Assignment A: In the article about the first-grade dioramas, what did each diorama have to include?

Given passage:
■ ■ ■ ■
WILMINGTON — Nature has come to life at St. Peter Cathedral School, where the first grade recently learned some science in a fun, interactive way. The students, with the help of adults at home, made dioramas representing the habitats of their favorite animals.

Verneé Fryer, the first-grade teacher, wanted a hands-on project that would help her students understand better the living conditions most familiar to animal life. Each student picked an animal and were assigned to make a diorama — a replica of a scene, many times a small-scale reproduction — about the desert, the ocean, the forest or wetlands.

“I thought it would be fun,” Fryer said. “I thought it would be a more interesting way for them to learn instead of just using the textbooks. A lot of them do love science.”

Fryer said the students and their helpers got to work just before the Christmas break, and the dioramas began arriving shortly after they returned in January. Each one had to have more than three plants and more than three animals, and each had to be labeled. She sent parents and guardians links to resources online where they could learn more about what a diorama is.

Jada Gibson, a first-grader at St. Peter Cathedral School, holds her diorama.

One student picked a snake as his favorite animal, but Fryer said there are snakes in every habitat. So he tried again and went with a tarantula, which earned him the desert. Another student picked a dolphin, another a crab.

The students were enthusiastic about doing the diorama, which led to a welcome problem. The table placed outside the classroom to showcase the boys’ and girls’ projects was too small, so the school had to add another. It has proven to be a big draw.

“It’s fascinating. All the other kids, even the older kids, they come down and they look at them,” Fryer said.

As important as the knowledge the students gleaned about the animals was their work on the dioramas themselves, Fryer said. Project-based learning is very helpful with higher-order and critical thinking.

“It got me really excited because it’s something I wish I could have done in school. We never had an opportunity to do it,” she said.

A few students commented on doing the project. Jada Gibson had a desert diorama that included cacti and a lizard. She didn’t know there are different kinds of cactus.

Alaia Sudler, a first-grader at St. Peter Cathedral School, checks out her diorama.

“I learned about the animals and what’s in the desert,” she said.

Her classmate, Marley Brown, said his favorite part of the project was “that I got to go outside and find a rock.” He had help from an aunt and took a stab at gluing his animals in his desert diorama.

“I was gluing,” he said. “Then I burnt myself with a hot glue gun.”

Amari Bailey said he learned a lot about what lives in the ocean. He picked the crab as his favorite animal. “My dad helped me glue the animals on with hot glue, and my mom helped me label it.”

Spending some time with family was important to Fryer, as was having her students a little bit about doing research and developing those skills. She wants them to know how to look things up and “be independent thinkers, independent learners.

“I really want them to learn for them to be facilitators of their own learning, not just relying on me. I want them to be able to acquire the information on their own for themselves.”
■ ■ ■ ■
Records to process:
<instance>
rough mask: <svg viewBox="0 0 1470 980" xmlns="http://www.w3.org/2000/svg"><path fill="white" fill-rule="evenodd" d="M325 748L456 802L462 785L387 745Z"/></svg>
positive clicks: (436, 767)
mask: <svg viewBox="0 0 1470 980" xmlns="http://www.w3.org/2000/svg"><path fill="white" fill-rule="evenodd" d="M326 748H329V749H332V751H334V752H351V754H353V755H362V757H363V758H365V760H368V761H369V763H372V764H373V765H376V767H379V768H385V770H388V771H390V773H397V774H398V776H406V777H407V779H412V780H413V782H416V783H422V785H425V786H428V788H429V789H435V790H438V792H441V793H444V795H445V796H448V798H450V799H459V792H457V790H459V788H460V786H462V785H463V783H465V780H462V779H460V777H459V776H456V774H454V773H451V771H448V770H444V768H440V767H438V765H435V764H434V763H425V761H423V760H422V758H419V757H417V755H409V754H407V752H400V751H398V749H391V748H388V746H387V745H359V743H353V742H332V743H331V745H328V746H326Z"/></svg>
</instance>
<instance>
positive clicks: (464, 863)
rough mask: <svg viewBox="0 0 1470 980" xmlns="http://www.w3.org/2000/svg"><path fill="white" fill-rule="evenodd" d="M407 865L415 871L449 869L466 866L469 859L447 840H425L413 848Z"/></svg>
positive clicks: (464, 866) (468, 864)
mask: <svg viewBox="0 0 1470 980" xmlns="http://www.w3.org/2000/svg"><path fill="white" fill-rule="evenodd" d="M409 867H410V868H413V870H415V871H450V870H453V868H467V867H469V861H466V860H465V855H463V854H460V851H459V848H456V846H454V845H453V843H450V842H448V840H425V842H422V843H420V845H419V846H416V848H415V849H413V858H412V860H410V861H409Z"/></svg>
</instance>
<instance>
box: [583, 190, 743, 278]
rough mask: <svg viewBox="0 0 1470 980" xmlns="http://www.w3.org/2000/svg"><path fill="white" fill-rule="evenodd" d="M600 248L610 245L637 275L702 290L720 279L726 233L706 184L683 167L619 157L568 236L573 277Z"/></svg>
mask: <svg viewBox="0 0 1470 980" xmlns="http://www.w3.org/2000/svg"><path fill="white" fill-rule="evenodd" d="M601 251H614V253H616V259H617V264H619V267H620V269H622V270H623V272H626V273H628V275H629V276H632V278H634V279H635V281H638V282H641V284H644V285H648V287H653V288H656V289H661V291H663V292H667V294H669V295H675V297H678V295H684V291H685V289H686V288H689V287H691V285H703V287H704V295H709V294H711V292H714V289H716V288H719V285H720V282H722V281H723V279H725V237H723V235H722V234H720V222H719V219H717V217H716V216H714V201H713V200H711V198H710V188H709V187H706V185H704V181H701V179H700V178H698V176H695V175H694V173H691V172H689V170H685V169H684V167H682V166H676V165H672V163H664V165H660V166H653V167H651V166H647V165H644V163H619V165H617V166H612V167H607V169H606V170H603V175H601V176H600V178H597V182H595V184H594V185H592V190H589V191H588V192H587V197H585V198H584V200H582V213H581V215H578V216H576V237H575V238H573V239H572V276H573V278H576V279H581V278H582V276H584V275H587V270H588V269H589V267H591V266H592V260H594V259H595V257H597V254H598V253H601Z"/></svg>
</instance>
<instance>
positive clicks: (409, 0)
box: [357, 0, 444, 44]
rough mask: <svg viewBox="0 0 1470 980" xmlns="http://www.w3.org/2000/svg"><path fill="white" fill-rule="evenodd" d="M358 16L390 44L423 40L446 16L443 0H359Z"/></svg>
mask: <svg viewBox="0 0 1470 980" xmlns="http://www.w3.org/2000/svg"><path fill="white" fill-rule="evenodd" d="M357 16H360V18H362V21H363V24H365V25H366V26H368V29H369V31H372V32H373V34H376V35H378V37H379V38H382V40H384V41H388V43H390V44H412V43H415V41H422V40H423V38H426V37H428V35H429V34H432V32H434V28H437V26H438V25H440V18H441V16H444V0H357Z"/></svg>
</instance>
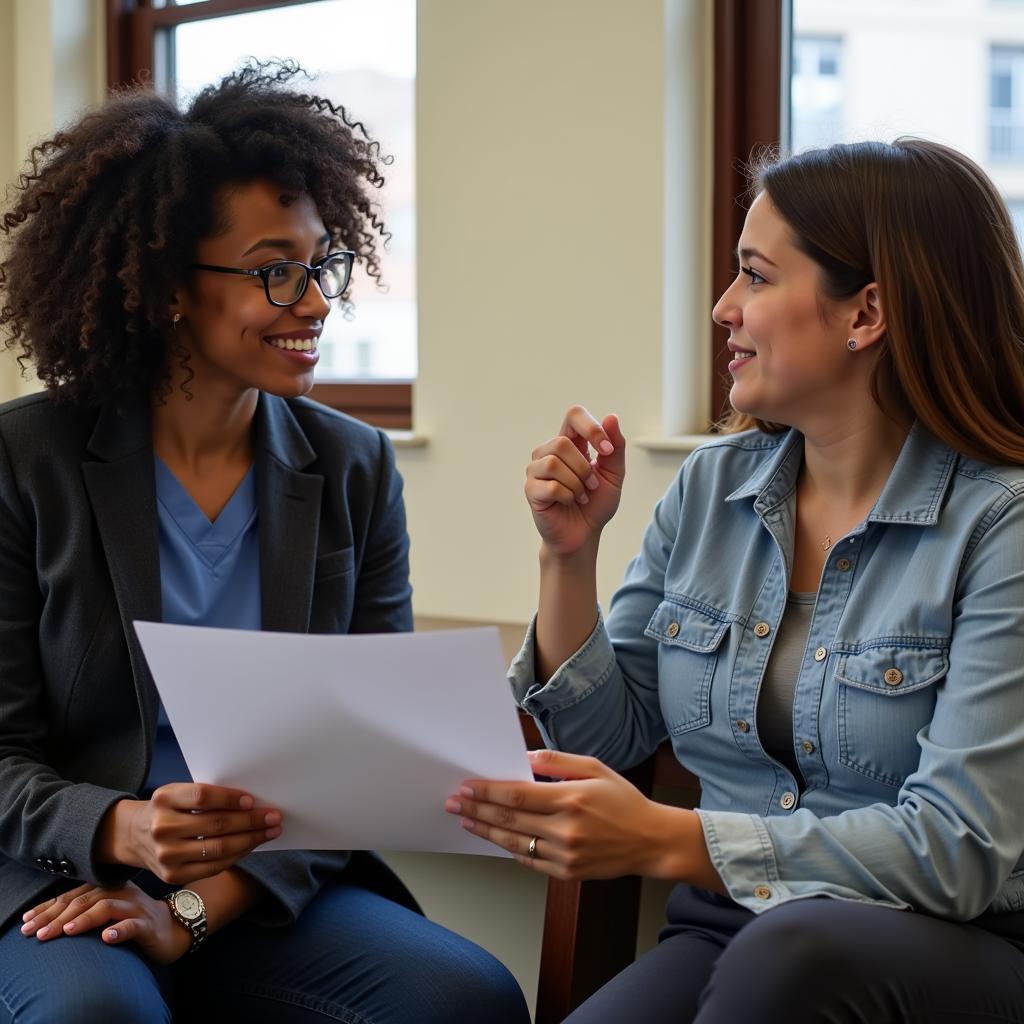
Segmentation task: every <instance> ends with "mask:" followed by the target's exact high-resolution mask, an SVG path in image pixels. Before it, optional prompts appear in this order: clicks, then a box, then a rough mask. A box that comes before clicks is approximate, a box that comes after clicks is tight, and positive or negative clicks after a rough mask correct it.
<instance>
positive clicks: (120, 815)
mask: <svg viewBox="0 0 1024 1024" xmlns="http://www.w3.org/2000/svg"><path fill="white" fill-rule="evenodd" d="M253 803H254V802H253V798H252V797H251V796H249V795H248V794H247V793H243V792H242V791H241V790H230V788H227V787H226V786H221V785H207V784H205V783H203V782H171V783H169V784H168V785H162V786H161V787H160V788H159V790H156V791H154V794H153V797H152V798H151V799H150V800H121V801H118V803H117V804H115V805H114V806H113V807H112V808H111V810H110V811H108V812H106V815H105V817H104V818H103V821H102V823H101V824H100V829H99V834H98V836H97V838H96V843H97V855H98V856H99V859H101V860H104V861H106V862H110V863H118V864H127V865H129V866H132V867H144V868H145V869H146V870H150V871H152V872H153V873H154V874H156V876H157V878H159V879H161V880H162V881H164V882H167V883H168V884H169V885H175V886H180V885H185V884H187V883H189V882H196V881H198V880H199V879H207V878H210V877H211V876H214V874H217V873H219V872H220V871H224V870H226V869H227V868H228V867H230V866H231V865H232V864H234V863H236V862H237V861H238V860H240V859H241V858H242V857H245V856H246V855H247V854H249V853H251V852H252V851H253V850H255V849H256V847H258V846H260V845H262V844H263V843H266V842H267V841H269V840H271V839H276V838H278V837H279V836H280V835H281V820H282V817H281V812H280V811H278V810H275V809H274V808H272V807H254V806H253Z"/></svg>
■ ■ ■ ■
Assignment B: List every line of the records that contains the string "clicks".

Your response A: More than three plants and more than three animals, all labeled.

Your response B:
positive clicks: (436, 767)
positive clicks: (464, 863)
positive clicks: (464, 866) (468, 864)
positive clicks: (409, 0)
Segmentation task: every <instance> ends with "mask:" followed by the target's exact high-resolution mask, an SVG path in image pixels. Before it, optional prompts appear in this order: clicks, then a box, then a rough mask. A box that comes before clicks is approximate, a box that comes after clicks is tight, and positive or negative clicks after a rough mask correct it.
positive clicks: (120, 815)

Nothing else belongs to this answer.